### Quoted passage:

_____

I’m honored to present our guest writer, Katie Rose, who is my teacher, mentor and dear friend. She was the Director of Jivamukti Yoga Sydney and is a mom to three gorgeous boys. Katie also wrote the Foreword for Anna and her Rainbow-Colored Yoga Mats. She shares her insights on ways to ease the stress of school transition.
Reflections from an Australian Yogi mum about school transition
‘The nature of external reality is constant change, the nature of the true Self is changeless ’ Buddha
This year is a big one for me and my family as both of my children started school (in Australia where we live the school year starts in January).
My three year old began three days a week at a wonderful local community run preschool and my ‘big boy’ (five year old) started ‘big boy school’. So grown up!
The transition for all of us has been huge, we’ve gone from the gentle rhythm of daytime sleeps, local park and library visits and lots of time at home just hanging out to the busy-ness of bags packed, uniforms on and school bells ringing.
Both my boys have loved school (so far – we’re just at the beginning and I do realise this could and probably will go through phases and changes) and our new rhythm is starting to flow.
Here are some tips which reflect some of the processes and dreamings I went through as I ‘let go’ and my children and I move into this new phase.
I hope they will be of help to you.
Many of these tips apply not only to beginning school but to beginning any new phase or transition in your family’s life. For example, many of the ideas here applied when I was toilet training my boys (another big transition) or when I had times that I had to travel or we travelled together and our usual routine was disrupted.
Six ways to ease the stress of the whole family during the school transition
1. As things change keep as much as possible the same
For example pack familiar foods in their lunchboxes, choose things your children know and love to eat. Even using a familiar container, bag or drinks flask is helpful in giving your child a sense of continuity and familiarity rather than an ‘everything is new’ feeling which might be overwhelming.

_____

### Data shown:
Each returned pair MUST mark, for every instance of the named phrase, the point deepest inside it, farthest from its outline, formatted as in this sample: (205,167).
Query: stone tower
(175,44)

_____

### Set tasks:
a) In the school transition post, what familiar things does the first tip suggest using for a child's lunch?
b) According to the school transition post, how many days a week does the three-year-old attend preschool?
c) Write the next part of the school transition post, starting after its last sentence.
The listing plays no part here.

### Answers for the exercise:
a) Familiar foods the children know and love, a familiar container, a familiar bag, and a familiar drinks flask.

b) Three days a week.

c)
Another good example here is around the bedtime routine. Keep things the same. We do bath / pajamas / story / sleep and it is exactly the same every night.
2. Prioritize sleep and rest
Don’t under estimate how much energy a new rhythm asks of a littlie. Keep things simple. We’ve spent lots of afternoons after school quietly at home and minimised play dates or other activities such as swimming lessons for a while.
3. Don’t probe and interrogate your child about their day
I learnt this one the hard way! I’m was so excited to hear all about what my children had been up to that I couldn’t help myself and become a little overbearing with my questioning after school. Getting information out of them was like trying to get blood from a stone!
What I have found is that when I back off they come to me and chat about school when they are ready. Often the timing is incongruous but as long as I’m around and willing to listen they are actually happy to share a fair bit in their own time and their own way.
4. Allow some regression
As your child moves forward in life sometimes a few steps backwards happen too. You might find your little one is extra clingy or needs more help falling asleep at night or using the bathroom for example. Relaxation and confidence building techniques can help here.
Giselle recommended Carolyn Clarke’s book, Imaginations: Fun Relaxation Stories and Meditations for Kids, which we are excited to try out together. Be forgiving and know that this is just a phase that will pass. Young children need to know we are there to ‘hold the space’ for them when changes happen in their lives.
5. Practice active relaxation techniques
My boys love the Kids Yoga Stories books. They read and act out Sophia’s Jungle Adventure together after school. I’m so happy to have found an activity that the boys can do together, other than involving screen time. They act out the jungle animals and we talk about Costa Rica and other similar places as a family.
Kids yoga helps children to be adaptable and teaches them stress management techniques which will be valuable into adulthood.
6. Prioritize a nourishing diet that gives sustained energy
Lots of parents notice their children don’t eat much when in school or preschool. The new routine, the whole concept of a lunch box or canteen meal and the self- sufficiency of meal times in the big world rather than at home can be a lot for a little one to deal with.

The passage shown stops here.